Will you write out all the entries below exactly?

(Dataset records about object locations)
* START *

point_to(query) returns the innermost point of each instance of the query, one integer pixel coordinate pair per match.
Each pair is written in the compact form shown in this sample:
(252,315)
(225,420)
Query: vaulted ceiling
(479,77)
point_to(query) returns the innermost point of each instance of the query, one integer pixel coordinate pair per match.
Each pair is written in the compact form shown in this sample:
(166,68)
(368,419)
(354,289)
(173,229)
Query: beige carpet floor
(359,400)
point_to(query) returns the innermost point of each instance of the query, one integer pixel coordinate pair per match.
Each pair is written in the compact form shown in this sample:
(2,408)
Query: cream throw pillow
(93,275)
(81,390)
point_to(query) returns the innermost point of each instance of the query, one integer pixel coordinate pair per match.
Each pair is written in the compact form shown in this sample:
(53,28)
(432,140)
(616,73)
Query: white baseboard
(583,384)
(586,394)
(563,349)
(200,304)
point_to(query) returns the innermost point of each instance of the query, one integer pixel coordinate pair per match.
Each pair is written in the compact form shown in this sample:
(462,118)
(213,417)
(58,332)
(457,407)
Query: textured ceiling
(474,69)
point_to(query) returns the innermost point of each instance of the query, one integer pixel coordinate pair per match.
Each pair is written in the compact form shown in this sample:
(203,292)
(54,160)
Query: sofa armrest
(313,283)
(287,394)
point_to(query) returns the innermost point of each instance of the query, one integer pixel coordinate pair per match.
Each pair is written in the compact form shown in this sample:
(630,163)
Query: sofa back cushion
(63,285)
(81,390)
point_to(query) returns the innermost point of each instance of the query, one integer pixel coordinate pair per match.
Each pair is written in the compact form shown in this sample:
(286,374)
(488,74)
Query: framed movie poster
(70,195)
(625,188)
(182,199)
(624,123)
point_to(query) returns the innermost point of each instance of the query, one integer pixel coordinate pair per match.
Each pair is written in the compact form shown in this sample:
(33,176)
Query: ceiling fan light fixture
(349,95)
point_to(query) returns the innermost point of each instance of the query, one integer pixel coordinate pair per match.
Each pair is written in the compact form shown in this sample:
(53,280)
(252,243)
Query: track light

* END *

* **RESPONSE**
point_to(query) returns the innermost point of each instance of the query, one integer pixel coordinate pair per match.
Each pair is written in the compact form shown in this sample:
(252,315)
(225,420)
Query: vaulted ceiling
(479,77)
point_to(query) returns the innermost point of each instance of the query, one integer pixel coordinate pair per match.
Each pair is written in the compact form shown in this sample:
(166,68)
(368,419)
(354,289)
(173,229)
Query: beige carpet floor
(359,400)
point_to(query) returns the innermost point of each instance of the query, one integer pixel coordinate pair per match.
Each pair is written in the compact form shown in this sample:
(2,408)
Query: cream throw pillow
(93,275)
(81,390)
point_to(query) returns the innermost point of each instance of the query, one integer pixel coordinate pair per match.
Each pair is written in the compact form shown in this sample:
(53,28)
(432,140)
(616,73)
Query: white baseboard
(583,384)
(586,394)
(563,349)
(200,304)
point_to(query) returns the innermost point of each instance of the query, one integer pixel coordinate pair per match.
Each pair is written in the compact form shown in this sample:
(462,118)
(213,417)
(58,332)
(457,407)
Query: textured ceiling
(474,69)
point_to(query) returns the innermost point of each instance of the query, one integer pixel coordinate pair per match.
Each pair is written in the compact form shown in this sample:
(203,292)
(54,160)
Query: sofa armrest
(313,283)
(287,394)
point_to(query) returns the innermost point of each instance of the query, one integer pixel coordinate pair per match.
Each pair is written in the compact form shown in this sample:
(630,163)
Query: sofa back cushion
(63,285)
(81,390)
point_to(query) returns the innermost point of each instance of the query, one integer pixel coordinate pair per match.
Each pair is written in the compact form shown in this sample:
(286,374)
(488,74)
Query: framed movie poster
(70,195)
(625,188)
(182,199)
(624,123)
point_to(query) returns the innermost point of each instance of the query, one integer pixel coordinate pair per match.
Each pair is written in the compact form shown in this sample:
(33,176)
Query: ceiling fan light fixture
(349,95)
point_to(query) returns the innermost point of each instance of the query, one integer pixel coordinate pair per match.
Each pair is written in the compact form shown in this sample:
(53,280)
(252,243)
Query: track light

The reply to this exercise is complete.